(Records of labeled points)
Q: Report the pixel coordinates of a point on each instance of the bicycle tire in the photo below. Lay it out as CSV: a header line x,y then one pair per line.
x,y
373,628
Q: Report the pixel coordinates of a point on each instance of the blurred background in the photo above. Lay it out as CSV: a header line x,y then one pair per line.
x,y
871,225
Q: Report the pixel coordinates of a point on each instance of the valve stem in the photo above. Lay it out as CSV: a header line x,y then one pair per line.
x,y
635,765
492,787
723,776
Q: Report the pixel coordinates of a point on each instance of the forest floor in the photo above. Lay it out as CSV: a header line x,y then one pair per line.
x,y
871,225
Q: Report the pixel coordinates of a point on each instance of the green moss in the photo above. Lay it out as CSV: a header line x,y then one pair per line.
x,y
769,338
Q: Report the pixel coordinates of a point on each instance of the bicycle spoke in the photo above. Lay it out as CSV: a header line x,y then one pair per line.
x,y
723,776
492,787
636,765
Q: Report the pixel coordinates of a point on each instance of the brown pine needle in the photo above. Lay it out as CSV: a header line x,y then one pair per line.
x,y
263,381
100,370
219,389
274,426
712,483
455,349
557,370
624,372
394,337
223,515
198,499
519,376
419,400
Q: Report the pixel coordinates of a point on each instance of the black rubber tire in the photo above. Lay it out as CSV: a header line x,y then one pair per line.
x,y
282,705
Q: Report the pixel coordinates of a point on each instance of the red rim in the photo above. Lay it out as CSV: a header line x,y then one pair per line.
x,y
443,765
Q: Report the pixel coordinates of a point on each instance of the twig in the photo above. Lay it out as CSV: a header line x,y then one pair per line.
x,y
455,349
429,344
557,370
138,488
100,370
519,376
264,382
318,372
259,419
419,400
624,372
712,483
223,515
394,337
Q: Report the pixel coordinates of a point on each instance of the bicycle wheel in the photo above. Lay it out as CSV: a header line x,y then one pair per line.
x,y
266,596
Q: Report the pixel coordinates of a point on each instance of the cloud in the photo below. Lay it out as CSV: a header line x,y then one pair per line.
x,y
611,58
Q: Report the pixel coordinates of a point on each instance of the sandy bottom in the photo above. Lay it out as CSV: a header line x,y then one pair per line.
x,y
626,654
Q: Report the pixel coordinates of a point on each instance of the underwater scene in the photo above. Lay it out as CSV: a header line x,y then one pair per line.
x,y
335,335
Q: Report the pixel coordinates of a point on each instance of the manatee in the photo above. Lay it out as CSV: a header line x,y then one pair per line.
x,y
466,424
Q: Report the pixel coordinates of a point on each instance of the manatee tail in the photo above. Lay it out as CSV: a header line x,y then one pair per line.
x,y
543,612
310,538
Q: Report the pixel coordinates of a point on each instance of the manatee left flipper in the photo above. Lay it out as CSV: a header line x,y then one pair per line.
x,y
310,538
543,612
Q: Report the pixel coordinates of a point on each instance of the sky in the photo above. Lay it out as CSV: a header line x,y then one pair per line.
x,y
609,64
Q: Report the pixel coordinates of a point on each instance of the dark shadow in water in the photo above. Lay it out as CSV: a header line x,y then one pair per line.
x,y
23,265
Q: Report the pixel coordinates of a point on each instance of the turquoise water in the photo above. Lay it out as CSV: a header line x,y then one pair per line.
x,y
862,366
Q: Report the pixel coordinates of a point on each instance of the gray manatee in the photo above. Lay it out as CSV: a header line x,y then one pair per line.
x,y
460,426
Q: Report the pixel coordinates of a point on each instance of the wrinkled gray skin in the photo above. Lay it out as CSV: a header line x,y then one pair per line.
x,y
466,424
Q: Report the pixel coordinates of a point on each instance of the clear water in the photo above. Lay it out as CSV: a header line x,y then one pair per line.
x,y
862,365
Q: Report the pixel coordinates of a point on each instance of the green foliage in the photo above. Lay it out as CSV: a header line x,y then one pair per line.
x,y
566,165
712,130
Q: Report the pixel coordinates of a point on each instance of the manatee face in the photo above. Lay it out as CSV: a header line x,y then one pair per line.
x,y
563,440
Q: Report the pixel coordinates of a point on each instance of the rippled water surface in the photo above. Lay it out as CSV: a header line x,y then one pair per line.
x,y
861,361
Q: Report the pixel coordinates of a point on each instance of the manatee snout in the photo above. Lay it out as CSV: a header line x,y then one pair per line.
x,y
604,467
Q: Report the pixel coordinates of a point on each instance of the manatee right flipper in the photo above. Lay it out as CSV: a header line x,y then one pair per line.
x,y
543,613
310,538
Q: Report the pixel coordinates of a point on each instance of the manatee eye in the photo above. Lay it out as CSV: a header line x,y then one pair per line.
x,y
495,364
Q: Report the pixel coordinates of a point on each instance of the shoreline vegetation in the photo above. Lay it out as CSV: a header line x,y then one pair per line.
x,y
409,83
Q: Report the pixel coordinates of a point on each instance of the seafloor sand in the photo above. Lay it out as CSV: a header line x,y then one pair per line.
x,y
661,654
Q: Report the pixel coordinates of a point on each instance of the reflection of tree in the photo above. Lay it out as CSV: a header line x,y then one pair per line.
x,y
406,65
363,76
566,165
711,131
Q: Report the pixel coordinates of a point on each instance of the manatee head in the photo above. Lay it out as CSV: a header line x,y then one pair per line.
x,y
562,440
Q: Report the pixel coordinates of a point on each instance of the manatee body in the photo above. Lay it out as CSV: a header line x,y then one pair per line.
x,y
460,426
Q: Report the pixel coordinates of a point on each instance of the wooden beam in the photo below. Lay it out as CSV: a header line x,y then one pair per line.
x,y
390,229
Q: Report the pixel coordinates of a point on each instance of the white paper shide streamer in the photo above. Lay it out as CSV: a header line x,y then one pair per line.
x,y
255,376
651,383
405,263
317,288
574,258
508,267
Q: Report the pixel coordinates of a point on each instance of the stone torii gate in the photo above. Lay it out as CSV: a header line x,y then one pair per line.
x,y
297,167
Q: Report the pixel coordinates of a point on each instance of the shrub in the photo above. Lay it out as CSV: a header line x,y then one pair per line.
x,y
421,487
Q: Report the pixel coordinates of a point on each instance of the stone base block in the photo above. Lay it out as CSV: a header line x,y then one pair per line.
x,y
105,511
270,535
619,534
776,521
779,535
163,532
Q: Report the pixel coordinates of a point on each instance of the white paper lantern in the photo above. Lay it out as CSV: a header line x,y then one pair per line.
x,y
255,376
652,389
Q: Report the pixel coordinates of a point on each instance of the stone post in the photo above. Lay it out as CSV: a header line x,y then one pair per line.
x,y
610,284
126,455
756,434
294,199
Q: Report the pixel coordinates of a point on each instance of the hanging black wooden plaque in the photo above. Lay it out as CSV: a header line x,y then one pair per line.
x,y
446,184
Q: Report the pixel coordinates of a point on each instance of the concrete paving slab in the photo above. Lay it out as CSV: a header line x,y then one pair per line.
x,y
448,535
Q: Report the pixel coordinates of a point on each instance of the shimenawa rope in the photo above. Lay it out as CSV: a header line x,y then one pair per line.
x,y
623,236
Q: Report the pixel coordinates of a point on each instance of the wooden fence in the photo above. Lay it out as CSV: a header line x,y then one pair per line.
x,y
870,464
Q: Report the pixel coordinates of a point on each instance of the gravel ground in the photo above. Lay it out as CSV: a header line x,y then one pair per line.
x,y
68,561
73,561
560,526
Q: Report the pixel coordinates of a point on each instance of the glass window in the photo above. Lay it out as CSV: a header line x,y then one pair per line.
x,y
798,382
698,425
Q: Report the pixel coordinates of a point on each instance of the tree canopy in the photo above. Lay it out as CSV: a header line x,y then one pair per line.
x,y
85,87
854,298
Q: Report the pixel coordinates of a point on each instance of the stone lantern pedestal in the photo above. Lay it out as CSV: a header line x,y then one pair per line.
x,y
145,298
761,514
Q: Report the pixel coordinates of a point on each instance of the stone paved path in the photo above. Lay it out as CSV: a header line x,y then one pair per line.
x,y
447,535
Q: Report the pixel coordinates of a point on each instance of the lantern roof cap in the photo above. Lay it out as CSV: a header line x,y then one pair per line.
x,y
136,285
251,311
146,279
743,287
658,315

▸ **Prompt**:
From the line that contains "the stone lantern" to the last line of the material above, repeat every line exactly, keeping both the first and the last.

▸ **Result below**:
Q: Report the pixel coordinates of a point on each instance of the stone lantern pedestal in the photo above. Lay it out as CSV: a header line x,y then one pair per line.
x,y
145,298
761,514
Q: Report the pixel coordinates of a point on each instance of the stone paved path in the photo above. Lay it out as CSV: a header line x,y then one pair per line.
x,y
447,535
Q: Report the pixel coordinates of a point on each instance of the lantern roof cap in the photo above. Lay it out as CSV: a header line x,y then one pair per line.
x,y
136,285
251,311
146,279
743,287
658,315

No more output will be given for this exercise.